Given data ->
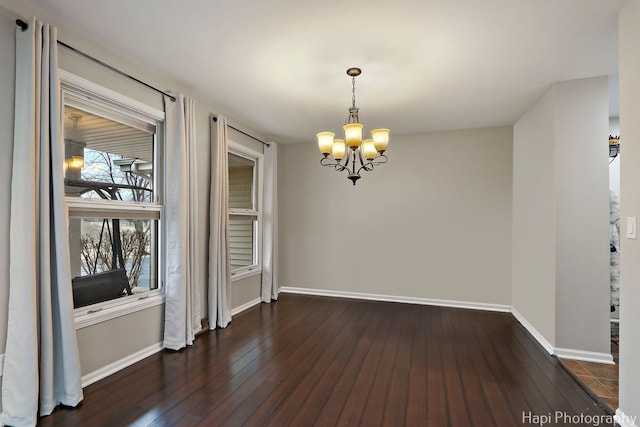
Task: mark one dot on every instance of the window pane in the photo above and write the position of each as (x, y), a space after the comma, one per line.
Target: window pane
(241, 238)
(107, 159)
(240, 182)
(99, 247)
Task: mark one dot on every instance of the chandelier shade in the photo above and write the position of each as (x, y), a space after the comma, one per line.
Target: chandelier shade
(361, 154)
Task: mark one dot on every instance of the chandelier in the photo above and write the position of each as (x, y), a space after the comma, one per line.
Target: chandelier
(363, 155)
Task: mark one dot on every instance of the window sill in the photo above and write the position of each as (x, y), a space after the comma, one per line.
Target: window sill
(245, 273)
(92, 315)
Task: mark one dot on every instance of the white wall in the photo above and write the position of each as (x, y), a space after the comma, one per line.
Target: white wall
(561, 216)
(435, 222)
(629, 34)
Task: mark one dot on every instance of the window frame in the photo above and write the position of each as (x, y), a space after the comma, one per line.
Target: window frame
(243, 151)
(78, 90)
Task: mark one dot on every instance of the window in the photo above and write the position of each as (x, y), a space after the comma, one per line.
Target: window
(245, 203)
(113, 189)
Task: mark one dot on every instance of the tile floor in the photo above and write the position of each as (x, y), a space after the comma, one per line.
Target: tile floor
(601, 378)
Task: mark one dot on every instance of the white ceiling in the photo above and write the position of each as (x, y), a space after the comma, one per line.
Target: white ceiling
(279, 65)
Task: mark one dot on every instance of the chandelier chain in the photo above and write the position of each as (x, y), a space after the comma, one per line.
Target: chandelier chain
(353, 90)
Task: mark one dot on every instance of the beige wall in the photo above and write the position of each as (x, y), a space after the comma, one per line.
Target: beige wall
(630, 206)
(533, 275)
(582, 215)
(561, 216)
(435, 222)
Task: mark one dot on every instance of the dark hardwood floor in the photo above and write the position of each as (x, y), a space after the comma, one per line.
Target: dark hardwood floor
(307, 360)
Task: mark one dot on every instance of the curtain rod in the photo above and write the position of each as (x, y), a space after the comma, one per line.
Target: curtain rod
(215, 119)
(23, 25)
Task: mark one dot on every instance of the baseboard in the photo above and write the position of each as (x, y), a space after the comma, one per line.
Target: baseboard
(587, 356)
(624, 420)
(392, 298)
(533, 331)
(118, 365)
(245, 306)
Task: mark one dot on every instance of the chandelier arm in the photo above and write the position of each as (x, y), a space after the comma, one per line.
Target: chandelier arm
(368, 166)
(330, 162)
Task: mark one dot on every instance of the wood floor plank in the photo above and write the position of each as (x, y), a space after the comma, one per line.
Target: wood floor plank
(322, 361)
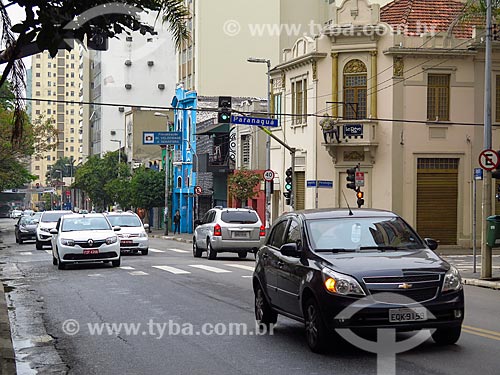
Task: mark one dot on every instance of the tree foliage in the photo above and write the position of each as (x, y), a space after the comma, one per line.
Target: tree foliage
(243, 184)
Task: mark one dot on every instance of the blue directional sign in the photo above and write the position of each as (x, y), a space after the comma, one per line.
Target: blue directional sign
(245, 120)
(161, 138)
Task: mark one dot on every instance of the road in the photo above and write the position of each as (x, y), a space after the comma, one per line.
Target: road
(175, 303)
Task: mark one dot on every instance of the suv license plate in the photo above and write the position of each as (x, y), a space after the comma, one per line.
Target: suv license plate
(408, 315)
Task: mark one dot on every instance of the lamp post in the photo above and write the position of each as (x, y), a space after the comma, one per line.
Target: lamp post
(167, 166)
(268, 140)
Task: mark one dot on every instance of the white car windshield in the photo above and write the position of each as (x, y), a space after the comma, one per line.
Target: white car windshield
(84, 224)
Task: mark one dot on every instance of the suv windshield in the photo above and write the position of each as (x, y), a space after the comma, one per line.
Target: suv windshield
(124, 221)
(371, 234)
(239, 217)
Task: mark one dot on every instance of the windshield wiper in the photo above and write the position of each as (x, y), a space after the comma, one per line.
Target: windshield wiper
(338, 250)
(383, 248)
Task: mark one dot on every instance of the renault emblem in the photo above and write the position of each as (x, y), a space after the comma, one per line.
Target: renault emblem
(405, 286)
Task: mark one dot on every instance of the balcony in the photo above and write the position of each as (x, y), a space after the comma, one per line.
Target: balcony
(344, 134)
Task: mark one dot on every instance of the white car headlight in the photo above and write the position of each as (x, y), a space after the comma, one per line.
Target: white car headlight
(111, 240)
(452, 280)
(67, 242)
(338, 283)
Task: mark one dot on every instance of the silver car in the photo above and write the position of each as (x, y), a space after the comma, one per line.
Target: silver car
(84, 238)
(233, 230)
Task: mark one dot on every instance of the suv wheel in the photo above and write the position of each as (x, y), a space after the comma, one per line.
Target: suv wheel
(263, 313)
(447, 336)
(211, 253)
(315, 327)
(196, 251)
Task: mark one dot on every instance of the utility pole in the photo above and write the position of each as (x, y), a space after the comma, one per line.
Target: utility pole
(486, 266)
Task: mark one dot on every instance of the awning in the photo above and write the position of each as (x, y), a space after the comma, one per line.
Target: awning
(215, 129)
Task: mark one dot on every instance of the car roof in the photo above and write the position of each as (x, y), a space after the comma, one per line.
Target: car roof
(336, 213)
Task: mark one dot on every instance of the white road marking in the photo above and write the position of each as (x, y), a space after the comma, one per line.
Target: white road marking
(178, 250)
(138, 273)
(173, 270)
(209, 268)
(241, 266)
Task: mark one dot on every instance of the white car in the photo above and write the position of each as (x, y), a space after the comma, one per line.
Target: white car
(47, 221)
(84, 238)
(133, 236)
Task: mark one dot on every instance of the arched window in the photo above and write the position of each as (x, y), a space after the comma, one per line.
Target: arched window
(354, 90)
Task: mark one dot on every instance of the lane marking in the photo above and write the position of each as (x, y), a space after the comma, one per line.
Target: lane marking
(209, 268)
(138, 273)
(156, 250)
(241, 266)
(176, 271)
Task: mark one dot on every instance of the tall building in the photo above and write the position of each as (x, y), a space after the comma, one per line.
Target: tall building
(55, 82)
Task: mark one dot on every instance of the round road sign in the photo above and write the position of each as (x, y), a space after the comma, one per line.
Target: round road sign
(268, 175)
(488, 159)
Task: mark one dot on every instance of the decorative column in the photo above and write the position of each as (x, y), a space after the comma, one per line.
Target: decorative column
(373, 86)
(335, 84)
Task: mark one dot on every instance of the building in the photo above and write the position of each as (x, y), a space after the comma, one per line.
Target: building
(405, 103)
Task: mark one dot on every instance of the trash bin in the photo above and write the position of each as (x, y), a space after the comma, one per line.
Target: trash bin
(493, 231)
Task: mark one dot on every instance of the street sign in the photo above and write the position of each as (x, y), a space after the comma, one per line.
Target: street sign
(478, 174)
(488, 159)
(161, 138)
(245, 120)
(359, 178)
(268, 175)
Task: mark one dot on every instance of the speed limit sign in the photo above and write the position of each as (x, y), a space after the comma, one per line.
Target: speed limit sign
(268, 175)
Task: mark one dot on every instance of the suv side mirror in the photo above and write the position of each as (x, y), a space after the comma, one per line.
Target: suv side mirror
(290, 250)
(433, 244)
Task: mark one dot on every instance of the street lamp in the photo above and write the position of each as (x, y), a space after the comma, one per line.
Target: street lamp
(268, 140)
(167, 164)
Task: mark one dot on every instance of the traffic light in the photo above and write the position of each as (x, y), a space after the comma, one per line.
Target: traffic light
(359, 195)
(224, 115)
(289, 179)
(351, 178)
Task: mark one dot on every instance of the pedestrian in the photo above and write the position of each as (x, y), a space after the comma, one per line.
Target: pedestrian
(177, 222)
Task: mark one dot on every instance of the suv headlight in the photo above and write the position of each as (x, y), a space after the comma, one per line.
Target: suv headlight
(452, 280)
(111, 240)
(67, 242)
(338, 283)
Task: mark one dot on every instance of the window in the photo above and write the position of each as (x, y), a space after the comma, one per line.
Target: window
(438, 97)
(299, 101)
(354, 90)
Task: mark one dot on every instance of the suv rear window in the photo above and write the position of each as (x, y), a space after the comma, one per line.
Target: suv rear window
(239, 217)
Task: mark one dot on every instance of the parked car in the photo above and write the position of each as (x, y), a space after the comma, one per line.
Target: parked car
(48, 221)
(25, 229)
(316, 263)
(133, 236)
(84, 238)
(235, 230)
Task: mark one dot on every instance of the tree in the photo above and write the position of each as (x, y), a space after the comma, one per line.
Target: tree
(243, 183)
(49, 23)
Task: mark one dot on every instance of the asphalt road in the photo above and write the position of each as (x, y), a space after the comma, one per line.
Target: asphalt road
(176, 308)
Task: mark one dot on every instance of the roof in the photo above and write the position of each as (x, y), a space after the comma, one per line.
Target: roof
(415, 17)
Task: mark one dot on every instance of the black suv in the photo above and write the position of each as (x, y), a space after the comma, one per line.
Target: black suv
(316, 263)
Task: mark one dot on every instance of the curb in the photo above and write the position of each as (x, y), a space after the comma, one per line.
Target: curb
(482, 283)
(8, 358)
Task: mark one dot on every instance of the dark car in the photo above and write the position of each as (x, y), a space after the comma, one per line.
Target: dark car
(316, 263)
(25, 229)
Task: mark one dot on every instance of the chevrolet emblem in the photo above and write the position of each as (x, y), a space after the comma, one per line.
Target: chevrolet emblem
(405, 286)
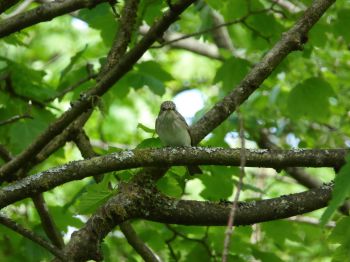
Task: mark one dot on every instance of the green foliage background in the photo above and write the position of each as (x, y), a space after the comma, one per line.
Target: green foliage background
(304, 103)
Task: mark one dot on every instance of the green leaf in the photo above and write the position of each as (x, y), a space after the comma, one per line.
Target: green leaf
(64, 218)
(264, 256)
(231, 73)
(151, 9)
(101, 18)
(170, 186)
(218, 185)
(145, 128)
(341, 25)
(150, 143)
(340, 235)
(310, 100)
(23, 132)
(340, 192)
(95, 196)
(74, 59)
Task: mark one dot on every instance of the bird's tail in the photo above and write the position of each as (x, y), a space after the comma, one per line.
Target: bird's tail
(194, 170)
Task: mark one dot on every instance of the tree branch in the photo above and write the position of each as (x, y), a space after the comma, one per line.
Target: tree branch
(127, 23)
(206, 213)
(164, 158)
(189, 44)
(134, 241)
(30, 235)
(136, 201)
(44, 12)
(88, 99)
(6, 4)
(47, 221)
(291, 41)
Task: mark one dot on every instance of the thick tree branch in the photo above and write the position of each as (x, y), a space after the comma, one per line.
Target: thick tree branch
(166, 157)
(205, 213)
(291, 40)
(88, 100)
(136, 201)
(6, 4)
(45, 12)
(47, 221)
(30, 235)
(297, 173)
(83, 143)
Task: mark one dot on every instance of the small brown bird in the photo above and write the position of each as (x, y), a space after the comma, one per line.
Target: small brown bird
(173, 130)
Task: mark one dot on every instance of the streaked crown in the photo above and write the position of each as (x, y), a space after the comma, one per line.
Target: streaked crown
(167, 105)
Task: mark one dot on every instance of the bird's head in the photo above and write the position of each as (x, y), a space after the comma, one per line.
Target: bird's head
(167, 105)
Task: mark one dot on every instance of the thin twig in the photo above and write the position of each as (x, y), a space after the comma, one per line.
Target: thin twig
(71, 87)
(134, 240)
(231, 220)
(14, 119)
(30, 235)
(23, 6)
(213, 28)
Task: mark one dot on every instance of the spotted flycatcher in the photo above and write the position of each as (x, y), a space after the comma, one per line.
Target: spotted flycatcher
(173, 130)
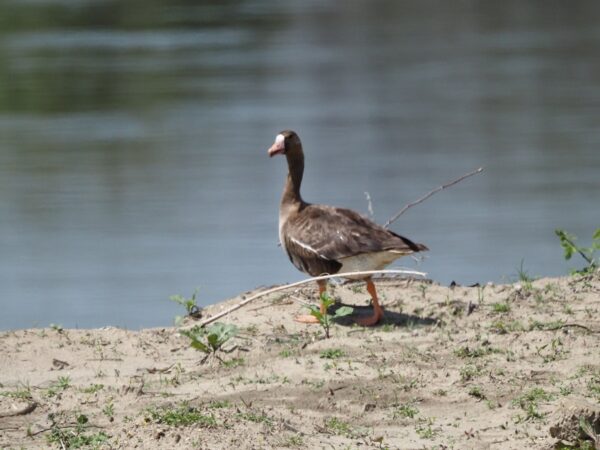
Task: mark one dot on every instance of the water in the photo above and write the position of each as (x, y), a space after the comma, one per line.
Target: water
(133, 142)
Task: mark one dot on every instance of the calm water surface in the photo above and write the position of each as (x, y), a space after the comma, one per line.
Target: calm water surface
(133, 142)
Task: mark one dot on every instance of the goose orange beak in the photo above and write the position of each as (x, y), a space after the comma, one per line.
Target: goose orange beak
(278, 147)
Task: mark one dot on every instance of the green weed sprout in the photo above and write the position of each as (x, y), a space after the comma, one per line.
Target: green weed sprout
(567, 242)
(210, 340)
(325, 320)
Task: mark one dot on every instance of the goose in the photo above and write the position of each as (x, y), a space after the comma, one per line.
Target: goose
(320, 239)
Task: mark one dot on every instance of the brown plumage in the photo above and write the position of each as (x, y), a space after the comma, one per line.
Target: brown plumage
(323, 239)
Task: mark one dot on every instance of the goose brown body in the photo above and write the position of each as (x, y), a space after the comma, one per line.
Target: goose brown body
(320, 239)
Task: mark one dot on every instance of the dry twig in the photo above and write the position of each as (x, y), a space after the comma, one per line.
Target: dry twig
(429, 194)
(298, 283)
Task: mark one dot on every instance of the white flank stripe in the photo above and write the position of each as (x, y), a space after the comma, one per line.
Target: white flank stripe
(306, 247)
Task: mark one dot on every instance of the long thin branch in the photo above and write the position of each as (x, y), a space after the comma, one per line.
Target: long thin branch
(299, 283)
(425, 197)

What the exercise asks -> In the entries above, find the line holding "Target: parked car" and the line holding "Task: mark one dot on every instance of the dark car", then retype exactly those two lines and every line between them, and nothing else.

Response for this exercise ->
Target: parked car
(48, 221)
(25, 229)
(316, 263)
(133, 236)
(84, 238)
(235, 230)
Task: mark one dot on every instance of the tree in the photo above and write the position of each as (x, y), a space after the comma, one per line.
Target: tree
(243, 183)
(49, 23)
Task: mark one dot on every instance of the asphalt road in the photo above and write the position of each as (x, y), a space after the comma, one per line.
Target: asphalt road
(176, 308)
Task: mark one dot on every instance of the roof in the photo above and write the position of each as (x, y), a space after the comma, one per line.
Target: roof
(415, 17)
Task: mark one dot on every instance of the black suv in the photo above and write the position of each as (x, y), a space after the comma, one per line.
Target: black suv
(316, 263)
Task: mark one dot on every instance of the curb in the photo above and write the position of each as (x, y), a space after the comma, one per line.
Target: curb
(482, 283)
(8, 358)
Task: mark one dot on every instance of the dark car in the photo above and write the position of each as (x, y), a space after the comma, one per line.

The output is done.